Boundary labeling records
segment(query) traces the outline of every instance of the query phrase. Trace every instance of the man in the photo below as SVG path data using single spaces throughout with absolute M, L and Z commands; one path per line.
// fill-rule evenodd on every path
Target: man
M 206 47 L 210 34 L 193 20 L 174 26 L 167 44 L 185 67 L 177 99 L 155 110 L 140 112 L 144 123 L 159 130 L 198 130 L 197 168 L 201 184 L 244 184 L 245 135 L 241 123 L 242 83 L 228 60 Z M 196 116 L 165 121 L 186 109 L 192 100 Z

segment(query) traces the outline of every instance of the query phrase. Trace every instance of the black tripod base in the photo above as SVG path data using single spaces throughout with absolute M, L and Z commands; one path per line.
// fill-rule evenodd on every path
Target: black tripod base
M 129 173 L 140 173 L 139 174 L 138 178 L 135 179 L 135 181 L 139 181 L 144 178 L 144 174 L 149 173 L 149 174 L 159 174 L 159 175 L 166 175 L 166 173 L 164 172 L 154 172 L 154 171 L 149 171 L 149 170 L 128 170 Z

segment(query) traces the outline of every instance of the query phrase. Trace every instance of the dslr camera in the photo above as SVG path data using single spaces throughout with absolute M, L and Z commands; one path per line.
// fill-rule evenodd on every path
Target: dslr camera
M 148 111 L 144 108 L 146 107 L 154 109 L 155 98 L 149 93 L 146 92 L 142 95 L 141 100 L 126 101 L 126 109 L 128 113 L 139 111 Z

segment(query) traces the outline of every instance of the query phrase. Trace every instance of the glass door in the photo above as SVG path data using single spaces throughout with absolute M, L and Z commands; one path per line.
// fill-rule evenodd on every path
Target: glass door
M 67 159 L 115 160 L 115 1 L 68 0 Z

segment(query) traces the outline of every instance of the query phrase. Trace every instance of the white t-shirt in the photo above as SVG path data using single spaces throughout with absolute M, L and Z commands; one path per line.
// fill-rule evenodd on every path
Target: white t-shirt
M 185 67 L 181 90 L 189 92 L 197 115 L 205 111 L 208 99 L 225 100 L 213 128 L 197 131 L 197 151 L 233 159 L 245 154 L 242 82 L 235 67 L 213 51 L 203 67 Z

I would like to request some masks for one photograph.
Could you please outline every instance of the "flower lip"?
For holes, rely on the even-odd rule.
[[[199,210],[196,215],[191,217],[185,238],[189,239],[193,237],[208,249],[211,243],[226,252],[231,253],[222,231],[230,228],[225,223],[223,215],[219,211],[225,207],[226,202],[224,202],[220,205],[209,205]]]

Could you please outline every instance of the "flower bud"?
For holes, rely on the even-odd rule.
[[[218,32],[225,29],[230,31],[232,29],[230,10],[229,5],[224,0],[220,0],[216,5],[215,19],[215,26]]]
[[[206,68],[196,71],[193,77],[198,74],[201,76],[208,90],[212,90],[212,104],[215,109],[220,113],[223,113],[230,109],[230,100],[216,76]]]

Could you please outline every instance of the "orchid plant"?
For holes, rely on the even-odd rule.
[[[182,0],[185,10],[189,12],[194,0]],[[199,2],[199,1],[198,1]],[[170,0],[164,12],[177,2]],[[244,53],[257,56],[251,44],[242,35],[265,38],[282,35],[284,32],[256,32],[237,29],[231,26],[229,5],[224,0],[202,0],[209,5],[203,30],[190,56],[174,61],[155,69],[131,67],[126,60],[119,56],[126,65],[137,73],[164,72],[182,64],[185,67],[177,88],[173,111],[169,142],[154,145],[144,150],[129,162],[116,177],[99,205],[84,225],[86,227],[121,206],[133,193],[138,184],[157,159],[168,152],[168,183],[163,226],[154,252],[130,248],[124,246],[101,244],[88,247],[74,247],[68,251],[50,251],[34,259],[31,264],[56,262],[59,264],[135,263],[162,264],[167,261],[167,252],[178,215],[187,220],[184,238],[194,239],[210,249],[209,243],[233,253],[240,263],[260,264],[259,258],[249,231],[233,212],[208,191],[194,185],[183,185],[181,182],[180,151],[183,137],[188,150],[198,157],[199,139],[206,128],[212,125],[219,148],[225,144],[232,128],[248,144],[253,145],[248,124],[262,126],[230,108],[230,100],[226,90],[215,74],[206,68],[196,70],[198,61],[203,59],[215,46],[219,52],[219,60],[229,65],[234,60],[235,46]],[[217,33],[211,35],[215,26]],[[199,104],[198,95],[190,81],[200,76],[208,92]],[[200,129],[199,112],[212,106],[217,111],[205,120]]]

Short exercise
Could you revise the records from the line containing "of the black" through the line containing "M 185 67 L 181" so that "Target" becomes "Query" and nothing else changes? Give back only that stretch.

Solution
segment(query) traces the outline of every instance of the query phrase. Trace every instance of the black tripod base in the photo above as SVG path data using single spaces throughout with absolute M, L and Z commands; one path per line.
// fill-rule evenodd on every path
Query: black tripod base
M 129 173 L 140 173 L 139 174 L 138 178 L 135 179 L 135 181 L 139 181 L 144 178 L 144 174 L 149 173 L 149 174 L 159 174 L 159 175 L 166 175 L 166 173 L 164 172 L 154 172 L 154 171 L 149 171 L 149 170 L 128 170 Z

segment(query) traces the outline of every instance of the query phrase. Trace every instance of the dslr camera in the photo above as SVG path data using single spaces throughout with absolute M, L and Z commands; one path per line.
// fill-rule evenodd on every path
Query: dslr camera
M 148 111 L 144 108 L 146 107 L 154 109 L 155 98 L 149 93 L 146 92 L 142 95 L 141 100 L 126 101 L 126 109 L 128 113 L 139 111 Z

segment(query) traces the outline of every instance of the query phrase. Trace every instance of the glass door in the photo above as SVG path data using single spaces throughout with absolute M, L and Z commands; one path per line.
// fill-rule evenodd on every path
Query: glass door
M 67 159 L 115 160 L 115 1 L 68 0 Z

segment(query) traces the outline of every instance of the query phrase. Trace every instance of the white t-shirt in the photo above as SVG path data using single spaces throughout with absolute M, L and Z commands; one path per line.
// fill-rule evenodd on every path
Query: white t-shirt
M 185 67 L 181 90 L 189 92 L 197 115 L 205 111 L 208 99 L 225 100 L 213 128 L 197 131 L 197 151 L 233 159 L 245 154 L 242 82 L 235 67 L 213 51 L 203 67 Z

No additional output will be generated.